Sucedió en el suroeste de Colombia durante la campaña de Independencia que fue el último fulgor de la llamada «Patria Boba». El sargento Perdomo había abandonado las filas patriotas para pasarse a las realistas, pero quiso la suerte que al poco tiempo cayera prisionero de sus anteriores compañeros de armas. El comandante patriota no tardó en ordenar que lo pusieran en capilla para ser fusilado. El soldado Espinosa, que tenía sólo dieciocho años, estaba sentado fuera de la puerta del calabozo haciéndole la guardia al desertor cuando se le presentó una hermosa joven con el cabello alborotado y las manos juntas en señal de súplica. Estaba llorando a mares, pero su llanto, en lugar de opacar la belleza de su rostro, le daba un singular atractivo. Era una hija del condenado, y venía a rogarle al joven soldado que le diera permiso de unas cuantas horas a su padre para ir a ver a su madre que se encontraba en un pueblo a orillas del río Patía. La desconsolada esposa estaba enferma de gravedad, y deseaba hablar por última vez con su marido para saber cuál era su voluntad en varios asuntos de importancia.
Conmovido tanto por las lágrimas como por la insistencia y la sinceridad con que hablaba la bella joven, Espinosa vaciló y finalmente aceptó la extraña proposición. Con temor y temblor abrió la puerta del calabozo, pero no sin antes exigirles a los dos que prometieran no hacerlo quedar mal ante sus superiores.
Fue un gran alivio el que sintió aquel guardia cuando el sargento regresó obediente a las pocas horas de haber salido. Y esta vez quiso la suerte que esa misma noche los realistas contraatacaran y los patriotas se retiraran, ¡de modo que Perdomo quedó libre!

§ EJERCICIO PROPUESTO
Según la página, ¿cuántos años tenía el soldado Espinosa? El material no hace falta para resolver esta tarea.

§ MATERIAL
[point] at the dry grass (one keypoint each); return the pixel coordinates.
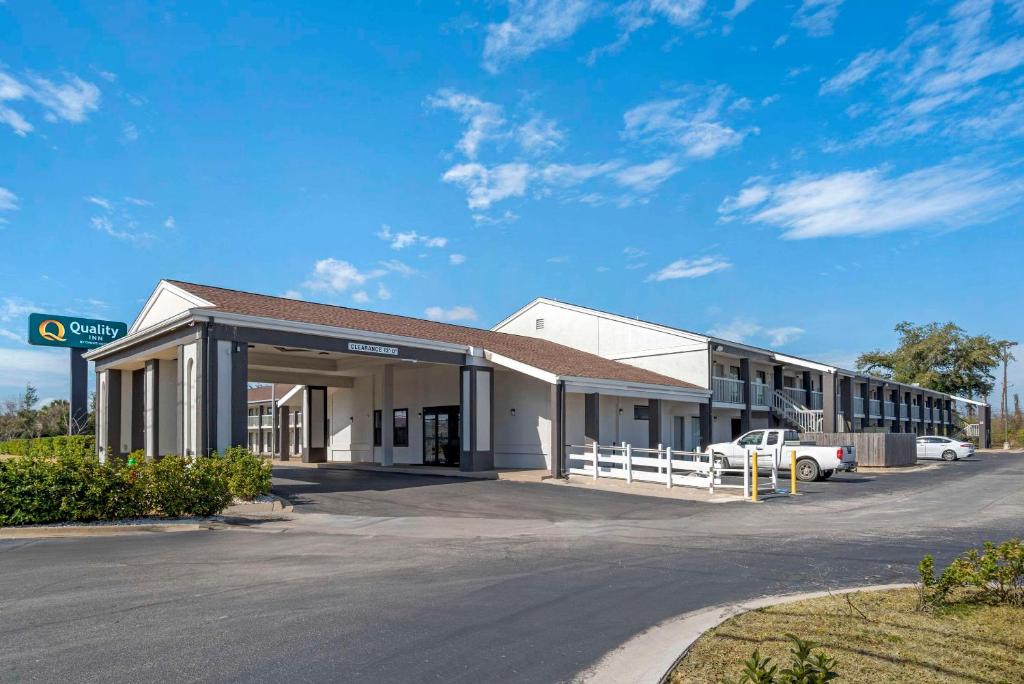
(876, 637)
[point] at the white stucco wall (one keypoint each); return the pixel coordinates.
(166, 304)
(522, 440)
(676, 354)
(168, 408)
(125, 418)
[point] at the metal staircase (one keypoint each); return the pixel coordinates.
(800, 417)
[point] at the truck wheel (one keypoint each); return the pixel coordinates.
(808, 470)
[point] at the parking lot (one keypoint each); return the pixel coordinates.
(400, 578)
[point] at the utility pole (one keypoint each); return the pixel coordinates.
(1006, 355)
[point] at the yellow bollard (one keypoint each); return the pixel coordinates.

§ RESPUESTA DEL EJERCICIO
Tenía solo dieciocho años.